+++ EXERCISE INPUTS
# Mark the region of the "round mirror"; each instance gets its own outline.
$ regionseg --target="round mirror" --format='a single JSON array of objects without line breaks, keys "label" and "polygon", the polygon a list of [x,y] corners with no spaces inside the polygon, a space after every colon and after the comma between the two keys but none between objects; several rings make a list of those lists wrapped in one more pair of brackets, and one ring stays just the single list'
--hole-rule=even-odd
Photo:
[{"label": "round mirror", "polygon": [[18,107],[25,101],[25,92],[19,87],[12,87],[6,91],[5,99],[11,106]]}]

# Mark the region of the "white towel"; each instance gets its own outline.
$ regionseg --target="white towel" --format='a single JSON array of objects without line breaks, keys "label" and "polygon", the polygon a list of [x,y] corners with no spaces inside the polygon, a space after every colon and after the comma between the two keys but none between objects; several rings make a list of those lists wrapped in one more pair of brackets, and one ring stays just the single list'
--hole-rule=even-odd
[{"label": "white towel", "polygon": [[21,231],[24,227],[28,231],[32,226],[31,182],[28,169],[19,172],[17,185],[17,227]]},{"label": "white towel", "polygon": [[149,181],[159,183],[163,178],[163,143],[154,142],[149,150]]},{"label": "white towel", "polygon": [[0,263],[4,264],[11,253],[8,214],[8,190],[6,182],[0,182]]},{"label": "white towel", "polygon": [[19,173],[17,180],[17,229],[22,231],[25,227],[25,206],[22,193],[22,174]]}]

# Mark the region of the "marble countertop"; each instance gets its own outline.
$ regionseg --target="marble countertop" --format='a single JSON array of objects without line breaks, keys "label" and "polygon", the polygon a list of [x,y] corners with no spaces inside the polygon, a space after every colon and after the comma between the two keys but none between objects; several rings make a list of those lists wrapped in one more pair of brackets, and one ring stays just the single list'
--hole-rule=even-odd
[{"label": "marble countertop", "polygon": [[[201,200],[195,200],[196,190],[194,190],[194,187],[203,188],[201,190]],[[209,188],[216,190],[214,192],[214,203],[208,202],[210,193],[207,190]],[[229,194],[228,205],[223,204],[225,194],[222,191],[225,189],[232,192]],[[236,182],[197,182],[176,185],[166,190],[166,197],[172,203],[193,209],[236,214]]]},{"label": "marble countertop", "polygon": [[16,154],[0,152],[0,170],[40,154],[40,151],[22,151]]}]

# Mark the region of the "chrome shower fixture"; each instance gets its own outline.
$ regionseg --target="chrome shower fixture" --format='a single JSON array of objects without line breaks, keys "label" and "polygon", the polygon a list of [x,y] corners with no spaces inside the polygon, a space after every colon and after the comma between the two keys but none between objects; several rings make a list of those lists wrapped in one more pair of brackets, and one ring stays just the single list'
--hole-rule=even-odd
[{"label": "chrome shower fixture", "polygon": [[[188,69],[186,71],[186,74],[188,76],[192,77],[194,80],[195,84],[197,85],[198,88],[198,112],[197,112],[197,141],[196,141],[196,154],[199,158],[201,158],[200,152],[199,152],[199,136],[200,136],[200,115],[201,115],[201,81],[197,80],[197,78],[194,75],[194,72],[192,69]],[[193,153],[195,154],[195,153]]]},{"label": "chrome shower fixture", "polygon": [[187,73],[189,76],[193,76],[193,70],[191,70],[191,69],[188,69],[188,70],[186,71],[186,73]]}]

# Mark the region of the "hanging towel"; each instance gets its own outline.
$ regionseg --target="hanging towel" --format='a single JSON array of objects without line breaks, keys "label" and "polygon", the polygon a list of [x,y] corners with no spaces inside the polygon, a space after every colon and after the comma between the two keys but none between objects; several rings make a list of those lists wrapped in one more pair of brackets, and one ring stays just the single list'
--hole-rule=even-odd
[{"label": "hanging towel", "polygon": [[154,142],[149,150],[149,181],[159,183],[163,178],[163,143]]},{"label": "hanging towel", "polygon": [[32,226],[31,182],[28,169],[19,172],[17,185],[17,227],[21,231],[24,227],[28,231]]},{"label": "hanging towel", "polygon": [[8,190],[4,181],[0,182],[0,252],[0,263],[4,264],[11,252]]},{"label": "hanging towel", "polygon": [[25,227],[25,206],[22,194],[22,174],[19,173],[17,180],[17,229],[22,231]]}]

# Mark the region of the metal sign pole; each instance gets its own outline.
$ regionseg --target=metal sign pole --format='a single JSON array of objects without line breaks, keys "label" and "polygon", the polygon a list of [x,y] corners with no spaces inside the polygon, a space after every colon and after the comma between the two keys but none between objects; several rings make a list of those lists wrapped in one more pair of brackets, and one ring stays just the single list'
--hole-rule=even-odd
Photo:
++++++
Output the entries exactly.

▸ **SOLUTION TO THIS PROBLEM**:
# Mark the region of the "round mirror"; each instance gets its own outline.
$ regionseg --target="round mirror" --format='a single JSON array of objects without line breaks, keys "label" and "polygon", the polygon a list of [x,y] corners with no spaces inside the polygon, a space after every colon and after the comma between the two keys but none between objects; several rings make a list of those lists wrapped in one more pair of brackets, and one ring stays just the single list'
--hole-rule=even-odd
Photo:
[{"label": "round mirror", "polygon": [[18,107],[25,101],[25,92],[19,87],[12,87],[6,91],[5,99],[11,106]]}]

# Mark the region of the "white towel"; each instance gets its own outline.
$ regionseg --target="white towel" --format='a single JSON array of objects without line breaks, keys "label" and "polygon", the polygon a list of [x,y] corners with no spaces inside the polygon, a space after every colon and after the comma between the two keys but none between objects; several rings make a list of those lists wrapped in one more pair of brackets, and one ring stays just the single list'
--hole-rule=even-odd
[{"label": "white towel", "polygon": [[21,231],[24,227],[28,231],[32,226],[31,182],[28,169],[19,172],[17,185],[17,227]]},{"label": "white towel", "polygon": [[149,181],[159,183],[163,178],[163,143],[154,142],[149,150]]},{"label": "white towel", "polygon": [[0,263],[4,264],[11,253],[8,214],[8,190],[6,182],[0,182]]},{"label": "white towel", "polygon": [[19,173],[17,180],[17,229],[22,231],[25,227],[25,206],[22,193],[22,174]]}]

# Mark the region of the "marble countertop"; each instance gets its own outline.
$ regionseg --target="marble countertop" --format='a single JSON array of objects without line breaks, keys "label" and "polygon", the polygon a list of [x,y] corners with no spaces inside the polygon, a space after every colon and after the comma between the two keys but none between objects; several rings make a list of those lists wrapped in one more pair of brackets, and one ring stays just the single list'
--hole-rule=even-odd
[{"label": "marble countertop", "polygon": [[[201,200],[195,200],[196,190],[194,190],[194,187],[203,188],[201,190]],[[209,188],[216,190],[214,192],[214,203],[208,202],[210,193],[207,190]],[[229,194],[228,205],[223,204],[225,194],[222,191],[225,189],[232,192]],[[236,182],[197,182],[176,185],[166,190],[166,197],[172,203],[193,209],[236,214]]]},{"label": "marble countertop", "polygon": [[16,154],[0,152],[0,170],[40,154],[40,151],[22,151]]}]

# Mark the region of the "chrome shower fixture"; each instance gets its own outline.
$ regionseg --target="chrome shower fixture" --format='a single JSON array of objects without line breaks, keys "label" and "polygon", the polygon a list of [x,y] corners with no spaces inside the polygon, a space after every colon and after the comma between the two keys but none between objects; several rings make a list of those lists wrapped in one more pair of brackets, and one ring stays just the single list'
--hole-rule=even-odd
[{"label": "chrome shower fixture", "polygon": [[[188,69],[186,71],[186,74],[188,76],[192,77],[194,80],[195,84],[197,85],[198,88],[198,112],[197,112],[197,141],[196,141],[196,154],[199,158],[201,158],[200,152],[199,152],[199,136],[200,136],[200,115],[201,115],[201,81],[197,80],[197,78],[194,75],[194,72],[192,69]],[[193,153],[195,154],[195,153]]]},{"label": "chrome shower fixture", "polygon": [[187,73],[189,76],[193,76],[193,70],[191,70],[191,69],[188,69],[188,70],[186,71],[186,73]]}]

# Mark the region of the "hanging towel"; each instance gets its own outline.
$ regionseg --target="hanging towel" --format='a single JSON array of objects without line breaks, keys "label" and "polygon", the polygon a list of [x,y] corners with no spaces inside the polygon, a space after every colon and after the comma between the two keys but none between objects; several rings make a list of those lists wrapped in one more pair of brackets, and one ring stays just the single list'
--hole-rule=even-odd
[{"label": "hanging towel", "polygon": [[154,142],[149,150],[149,181],[159,183],[163,178],[163,143]]},{"label": "hanging towel", "polygon": [[32,226],[31,182],[28,169],[19,172],[17,185],[17,227],[21,231],[24,227],[28,231]]},{"label": "hanging towel", "polygon": [[8,190],[4,181],[0,182],[0,252],[0,263],[4,264],[11,252]]},{"label": "hanging towel", "polygon": [[25,227],[25,206],[22,194],[22,174],[19,173],[17,180],[17,229],[22,231]]}]

# Mark the region of the metal sign pole; each instance gets its own outline.
$ regionseg --target=metal sign pole --format='a single JSON array of objects without line breaks, keys "label" and "polygon", the polygon a list of [x,y] corners with no spaces inside the polygon, a space after every colon and after the comma between the two keys but none between objects; several rings make a list of those lists wrapped in one more pair of brackets, and one ring stays just the single list'
--hole-rule=even-odd
Photo:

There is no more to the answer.